# Recorded data:
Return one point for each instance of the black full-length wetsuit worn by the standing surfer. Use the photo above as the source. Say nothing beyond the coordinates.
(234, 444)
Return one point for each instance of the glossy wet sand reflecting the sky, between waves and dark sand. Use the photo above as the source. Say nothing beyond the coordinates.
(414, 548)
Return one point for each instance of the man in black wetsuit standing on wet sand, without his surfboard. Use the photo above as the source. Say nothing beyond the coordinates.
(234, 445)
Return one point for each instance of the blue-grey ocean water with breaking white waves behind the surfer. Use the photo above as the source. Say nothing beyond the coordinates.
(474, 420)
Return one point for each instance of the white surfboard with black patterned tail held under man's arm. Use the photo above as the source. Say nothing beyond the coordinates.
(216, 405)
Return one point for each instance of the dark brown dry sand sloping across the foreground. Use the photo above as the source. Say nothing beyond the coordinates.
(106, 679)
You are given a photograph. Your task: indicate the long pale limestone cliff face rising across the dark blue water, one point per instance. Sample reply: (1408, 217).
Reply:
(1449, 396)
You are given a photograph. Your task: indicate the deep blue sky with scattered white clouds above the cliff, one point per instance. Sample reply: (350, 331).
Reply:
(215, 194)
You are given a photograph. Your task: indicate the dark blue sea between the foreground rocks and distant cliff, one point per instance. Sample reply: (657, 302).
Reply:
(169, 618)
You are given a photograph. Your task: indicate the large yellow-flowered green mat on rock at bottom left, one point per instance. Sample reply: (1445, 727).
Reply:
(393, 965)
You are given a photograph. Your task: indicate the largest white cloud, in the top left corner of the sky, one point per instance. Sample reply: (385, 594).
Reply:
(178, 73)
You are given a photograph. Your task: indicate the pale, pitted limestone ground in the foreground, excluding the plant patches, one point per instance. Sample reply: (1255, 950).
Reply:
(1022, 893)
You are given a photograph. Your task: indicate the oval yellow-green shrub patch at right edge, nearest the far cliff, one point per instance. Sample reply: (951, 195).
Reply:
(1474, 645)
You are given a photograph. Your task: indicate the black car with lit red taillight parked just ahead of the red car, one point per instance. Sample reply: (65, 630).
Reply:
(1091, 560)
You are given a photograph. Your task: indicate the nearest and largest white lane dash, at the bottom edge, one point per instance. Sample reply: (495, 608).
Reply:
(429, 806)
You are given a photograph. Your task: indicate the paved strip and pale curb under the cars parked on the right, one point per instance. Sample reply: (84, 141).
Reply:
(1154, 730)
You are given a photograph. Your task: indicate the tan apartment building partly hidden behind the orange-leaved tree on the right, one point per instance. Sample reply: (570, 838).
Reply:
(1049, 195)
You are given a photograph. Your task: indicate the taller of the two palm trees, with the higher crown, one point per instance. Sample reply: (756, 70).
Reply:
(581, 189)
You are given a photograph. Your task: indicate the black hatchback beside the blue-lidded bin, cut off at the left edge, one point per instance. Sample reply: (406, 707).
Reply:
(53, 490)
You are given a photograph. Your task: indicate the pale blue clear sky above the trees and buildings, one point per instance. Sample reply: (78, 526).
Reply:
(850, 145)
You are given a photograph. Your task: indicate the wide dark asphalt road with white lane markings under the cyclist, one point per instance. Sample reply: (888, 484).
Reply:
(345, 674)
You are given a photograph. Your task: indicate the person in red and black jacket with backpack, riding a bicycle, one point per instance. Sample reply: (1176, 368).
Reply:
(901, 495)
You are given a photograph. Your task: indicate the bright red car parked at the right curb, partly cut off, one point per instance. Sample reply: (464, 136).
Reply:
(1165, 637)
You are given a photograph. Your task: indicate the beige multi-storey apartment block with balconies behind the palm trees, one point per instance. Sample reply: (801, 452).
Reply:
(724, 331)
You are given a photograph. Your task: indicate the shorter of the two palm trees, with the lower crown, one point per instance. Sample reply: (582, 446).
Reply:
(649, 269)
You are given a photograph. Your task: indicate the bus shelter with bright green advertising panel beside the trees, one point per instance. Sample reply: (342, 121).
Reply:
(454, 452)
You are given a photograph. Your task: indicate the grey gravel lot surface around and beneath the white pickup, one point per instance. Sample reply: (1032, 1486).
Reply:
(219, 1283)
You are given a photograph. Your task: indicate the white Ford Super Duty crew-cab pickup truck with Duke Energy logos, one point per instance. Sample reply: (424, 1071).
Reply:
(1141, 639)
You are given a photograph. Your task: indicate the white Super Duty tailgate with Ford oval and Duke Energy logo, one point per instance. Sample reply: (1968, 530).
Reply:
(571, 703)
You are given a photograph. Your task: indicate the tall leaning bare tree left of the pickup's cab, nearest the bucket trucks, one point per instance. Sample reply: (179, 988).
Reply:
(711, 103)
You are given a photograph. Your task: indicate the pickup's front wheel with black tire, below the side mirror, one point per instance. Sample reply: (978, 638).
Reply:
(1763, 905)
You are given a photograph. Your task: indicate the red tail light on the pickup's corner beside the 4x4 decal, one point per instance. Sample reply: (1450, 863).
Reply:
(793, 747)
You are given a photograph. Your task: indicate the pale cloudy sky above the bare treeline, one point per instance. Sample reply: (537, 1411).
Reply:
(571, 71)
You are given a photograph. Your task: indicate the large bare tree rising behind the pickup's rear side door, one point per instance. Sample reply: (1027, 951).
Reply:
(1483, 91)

# Problem:
Write the listing out again, exactly as shown above.

# Response:
Return one point for each instance of the black full-length wetsuit worn by the standing surfer. Use the photo above as the source. Say nothing beyond the coordinates.
(234, 444)
Return one point for each instance of the glossy wet sand reflecting the sky, between waves and dark sand. Use the photo above as the source. Say nothing beyond the coordinates.
(414, 548)
Return one point for each instance of the man in black wetsuit standing on wet sand, without his surfboard. Use the photo above as the source. Say nothing beyond the coordinates.
(234, 445)
Return one point for each instance of the blue-grey ocean water with breaking white waves behind the surfer. Use the photo above as the source. Say nothing beyond the coordinates.
(474, 420)
Return one point for each instance of the white surfboard with black patterned tail held under man's arm. Use the photo above as the source. Say nothing beyond the coordinates.
(216, 405)
Return one point for each instance of the dark brown dry sand sloping across the foreground. Use the photo above as the source. Say nothing beyond the coordinates.
(106, 679)
You are given a photograph. Your task: indicate the long pale limestone cliff face rising across the dark blue water, one point per instance. Sample reply: (1408, 217).
Reply:
(1449, 396)
You are given a photograph. Your task: indicate the deep blue sky with scattered white clouds above the cliff, one point per instance. Sample reply: (350, 331).
Reply:
(215, 194)
You are given a photograph. Your task: indicate the dark blue sea between the foreground rocks and distant cliff, one point per instance. Sample reply: (657, 302).
Reply:
(169, 618)
You are given a photograph. Your task: indicate the large yellow-flowered green mat on rock at bottom left, one point per instance. Sample reply: (1445, 727).
Reply:
(393, 965)
You are given a photograph. Your task: indicate the largest white cloud, in the top left corner of the sky, one point per instance. Sample reply: (385, 594).
Reply:
(178, 73)
You are given a photograph. Your task: indicate the pale, pitted limestone ground in the foreground, excluding the plant patches, one point per instance. Sample reply: (1255, 950).
Reply:
(1022, 893)
You are given a photograph. Your task: indicate the oval yellow-green shrub patch at right edge, nearest the far cliff, one point per instance. Sample reply: (951, 195).
Reply:
(1474, 645)
You are given a photograph. Your task: indicate the black car with lit red taillight parked just ahead of the red car, one point per instance. Sample reply: (65, 630).
Reply:
(1091, 560)
You are given a photograph. Your task: indicate the nearest and largest white lane dash, at the bottom edge, one point per instance. Sample reply: (495, 608).
Reply:
(429, 806)
You are given a photograph. Your task: indicate the paved strip and pale curb under the cars parked on the right, one point per instance. Sample reply: (84, 141).
Reply:
(1154, 730)
You are given a photograph. Your task: indicate the tan apartment building partly hidden behind the orange-leaved tree on the right, one point per instance. Sample reply: (570, 838).
Reply:
(1049, 195)
You are given a photograph. Your task: indicate the taller of the two palm trees, with the higher crown, one point per instance. Sample reply: (756, 70).
Reply:
(581, 189)
You are given a photograph. Your task: indicate the black hatchback beside the blue-lidded bin, cut off at the left edge, one point per instance. Sample reply: (406, 707).
Reply:
(53, 490)
You are given a photograph. Your task: indicate the pale blue clear sky above the trees and buildings, one point per instance. Sample reply: (78, 526).
Reply:
(850, 145)
You are given a photograph. Your task: indicate the wide dark asphalt road with white lane markings under the cyclist, one point per instance. Sample reply: (888, 484).
Reply:
(345, 674)
You are given a photograph. Your task: indicate the person in red and black jacket with backpack, riding a bicycle, one point per instance. Sample reply: (1176, 368).
Reply:
(901, 495)
You are given a photograph. Your task: indicate the bright red car parked at the right curb, partly cut off, one point per instance. Sample reply: (464, 136).
Reply:
(1165, 637)
You are given a photograph. Your task: indicate the beige multi-storey apartment block with balconies behind the palm trees, one point per instance. Sample reply: (801, 452).
Reply:
(724, 331)
You are given a photograph. Your task: indicate the shorter of the two palm trees, with the lower crown, one point per instance. Sample reply: (582, 446).
Reply:
(649, 269)
You are given a photograph. Your task: indicate the bus shelter with bright green advertising panel beside the trees, one point per instance. Sample reply: (342, 121).
Reply:
(454, 452)
You are given a photograph. Your task: indicate the grey gravel lot surface around and beneath the white pickup, one point per instance. Sample reply: (1032, 1486).
Reply:
(219, 1283)
You are given a photograph. Your task: indicate the white Ford Super Duty crew-cab pickup truck with Duke Energy logos, one point per instance. Sample reply: (424, 1071).
Reply:
(1141, 639)
You are given a photograph. Your task: indicate the white Super Duty tailgate with Ford oval and Duke Energy logo, one point per instance. Sample reply: (1968, 530).
Reply:
(571, 703)
You are given a photograph. Your task: indicate the tall leaning bare tree left of the pickup's cab, nearest the bucket trucks, one point per instance. Sample reply: (179, 988).
Reply:
(711, 103)
You are given a photograph. Your task: indicate the pickup's front wheel with black tire, below the side mirror, one point per instance. Sample reply: (978, 638).
Reply:
(1763, 905)
You are given a photograph. Your task: indicate the red tail light on the pickup's corner beside the 4x4 decal, one point per instance. Sample reply: (1450, 863).
Reply:
(793, 747)
You are given a photograph. Your task: indicate the pale cloudy sky above the bare treeline, one point per instance. Sample reply: (537, 1411).
Reply:
(571, 71)
You are given a photograph. Your task: indicate the large bare tree rising behind the pickup's rear side door, one point per instance. Sample reply: (1027, 951).
Reply:
(1483, 91)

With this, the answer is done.